PROBLEM DETAILS - Copy the lines of the listing below verbatim, beginning at the line that contains "Task: pin the yellow flank" and stopping after the line that contains "point(616, 531)".

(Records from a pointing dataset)
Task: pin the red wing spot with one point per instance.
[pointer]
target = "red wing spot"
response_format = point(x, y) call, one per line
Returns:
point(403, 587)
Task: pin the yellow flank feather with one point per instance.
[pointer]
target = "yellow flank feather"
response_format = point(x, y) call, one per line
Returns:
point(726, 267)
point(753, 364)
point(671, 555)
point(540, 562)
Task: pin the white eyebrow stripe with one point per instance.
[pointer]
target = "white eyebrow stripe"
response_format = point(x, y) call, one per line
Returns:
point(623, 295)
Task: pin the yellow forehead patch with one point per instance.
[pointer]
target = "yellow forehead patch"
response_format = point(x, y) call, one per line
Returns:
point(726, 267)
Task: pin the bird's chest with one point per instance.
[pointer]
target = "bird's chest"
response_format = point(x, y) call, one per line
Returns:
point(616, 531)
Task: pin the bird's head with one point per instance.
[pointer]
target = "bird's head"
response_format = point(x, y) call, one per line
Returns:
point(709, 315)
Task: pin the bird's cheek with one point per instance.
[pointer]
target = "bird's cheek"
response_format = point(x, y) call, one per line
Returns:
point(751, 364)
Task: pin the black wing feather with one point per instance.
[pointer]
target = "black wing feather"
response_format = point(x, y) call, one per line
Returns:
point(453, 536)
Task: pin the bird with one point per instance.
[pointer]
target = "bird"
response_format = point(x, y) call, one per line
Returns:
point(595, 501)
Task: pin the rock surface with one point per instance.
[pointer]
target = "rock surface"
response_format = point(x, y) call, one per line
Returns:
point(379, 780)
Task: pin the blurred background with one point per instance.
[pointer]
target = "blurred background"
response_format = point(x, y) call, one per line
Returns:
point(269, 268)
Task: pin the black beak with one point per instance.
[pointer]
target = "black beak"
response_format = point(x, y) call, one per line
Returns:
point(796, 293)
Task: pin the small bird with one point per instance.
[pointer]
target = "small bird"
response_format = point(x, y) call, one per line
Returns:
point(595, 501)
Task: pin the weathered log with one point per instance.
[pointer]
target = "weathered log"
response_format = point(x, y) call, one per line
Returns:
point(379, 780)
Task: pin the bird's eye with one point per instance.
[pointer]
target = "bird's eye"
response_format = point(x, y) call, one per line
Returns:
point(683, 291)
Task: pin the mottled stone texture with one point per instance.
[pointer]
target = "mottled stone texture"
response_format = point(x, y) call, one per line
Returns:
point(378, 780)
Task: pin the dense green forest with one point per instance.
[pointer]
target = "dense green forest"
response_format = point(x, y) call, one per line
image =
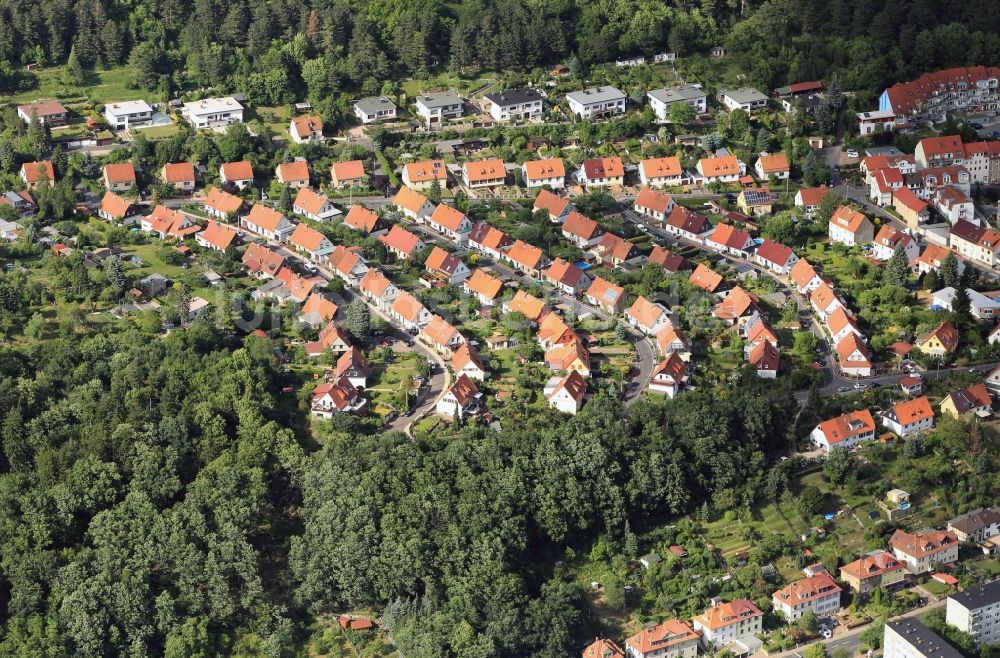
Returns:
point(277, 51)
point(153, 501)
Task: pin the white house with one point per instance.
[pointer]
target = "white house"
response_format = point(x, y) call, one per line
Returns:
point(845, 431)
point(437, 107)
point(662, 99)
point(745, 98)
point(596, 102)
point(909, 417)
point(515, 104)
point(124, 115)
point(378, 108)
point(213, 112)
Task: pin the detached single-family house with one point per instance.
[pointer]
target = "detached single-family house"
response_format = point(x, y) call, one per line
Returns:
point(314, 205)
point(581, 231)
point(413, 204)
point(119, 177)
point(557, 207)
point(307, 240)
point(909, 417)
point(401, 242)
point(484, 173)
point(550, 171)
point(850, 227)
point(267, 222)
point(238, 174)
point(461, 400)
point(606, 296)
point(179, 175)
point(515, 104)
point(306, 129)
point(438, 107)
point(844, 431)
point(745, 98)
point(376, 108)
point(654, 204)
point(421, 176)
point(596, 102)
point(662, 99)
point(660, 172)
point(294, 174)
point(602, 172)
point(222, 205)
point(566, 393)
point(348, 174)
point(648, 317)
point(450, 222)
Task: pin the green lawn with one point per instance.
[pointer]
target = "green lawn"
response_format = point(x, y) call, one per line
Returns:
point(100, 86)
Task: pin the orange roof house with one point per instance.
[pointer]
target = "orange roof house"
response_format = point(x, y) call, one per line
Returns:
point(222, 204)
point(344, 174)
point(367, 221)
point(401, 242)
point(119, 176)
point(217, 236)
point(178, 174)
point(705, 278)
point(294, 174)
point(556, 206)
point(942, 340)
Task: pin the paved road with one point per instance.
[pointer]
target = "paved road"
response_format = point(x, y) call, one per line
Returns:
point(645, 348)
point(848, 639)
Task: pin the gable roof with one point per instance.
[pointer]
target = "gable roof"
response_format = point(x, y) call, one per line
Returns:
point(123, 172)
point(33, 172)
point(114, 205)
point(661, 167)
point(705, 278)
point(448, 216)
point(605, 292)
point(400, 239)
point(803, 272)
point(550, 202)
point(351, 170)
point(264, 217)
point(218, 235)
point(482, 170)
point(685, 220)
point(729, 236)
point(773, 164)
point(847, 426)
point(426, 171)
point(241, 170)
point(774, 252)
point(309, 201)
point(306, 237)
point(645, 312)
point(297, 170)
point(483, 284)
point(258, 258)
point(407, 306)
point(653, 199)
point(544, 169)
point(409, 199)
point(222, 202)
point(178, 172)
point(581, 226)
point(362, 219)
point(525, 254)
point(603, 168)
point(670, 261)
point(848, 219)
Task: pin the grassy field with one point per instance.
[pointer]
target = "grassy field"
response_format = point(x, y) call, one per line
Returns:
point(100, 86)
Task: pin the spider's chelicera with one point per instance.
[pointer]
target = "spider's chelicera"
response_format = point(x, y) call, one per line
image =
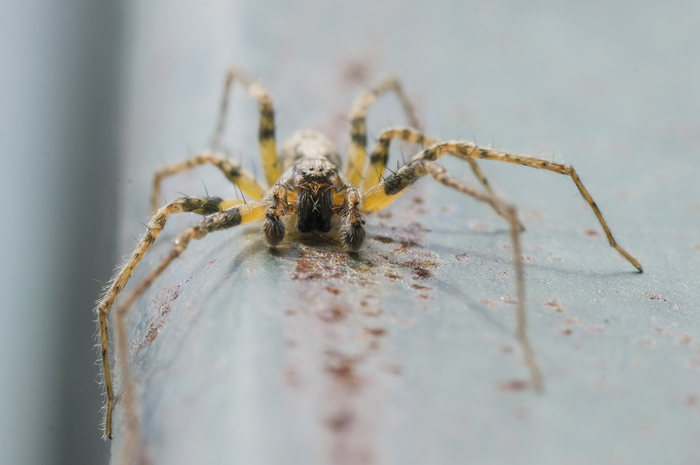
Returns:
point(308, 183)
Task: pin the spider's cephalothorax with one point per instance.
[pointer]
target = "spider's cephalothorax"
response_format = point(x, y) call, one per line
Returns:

SOLUTION FOR THIS TASK -
Task: pin the yellow flank feather with one point per instance.
[pointer]
target = "yellow flank feather"
response_format = point(x, y) call, one per line
Returns:
point(726, 267)
point(753, 364)
point(671, 555)
point(540, 562)
Task: pin the white eyebrow stripe with one point per instance.
[pointer]
target = "white eyebrow stripe"
response_format = point(x, y) call, one per line
Returns:
point(623, 295)
Task: pin the yellow forehead patch with one point per instance.
[pointer]
target = "yellow forehead patch"
response_format = point(x, y) call, one per line
Returns:
point(726, 267)
Task: pin the bird's chest with one point per instance.
[pointer]
target = "bird's chest"
response_format = point(x, y) call, one per line
Returns:
point(616, 531)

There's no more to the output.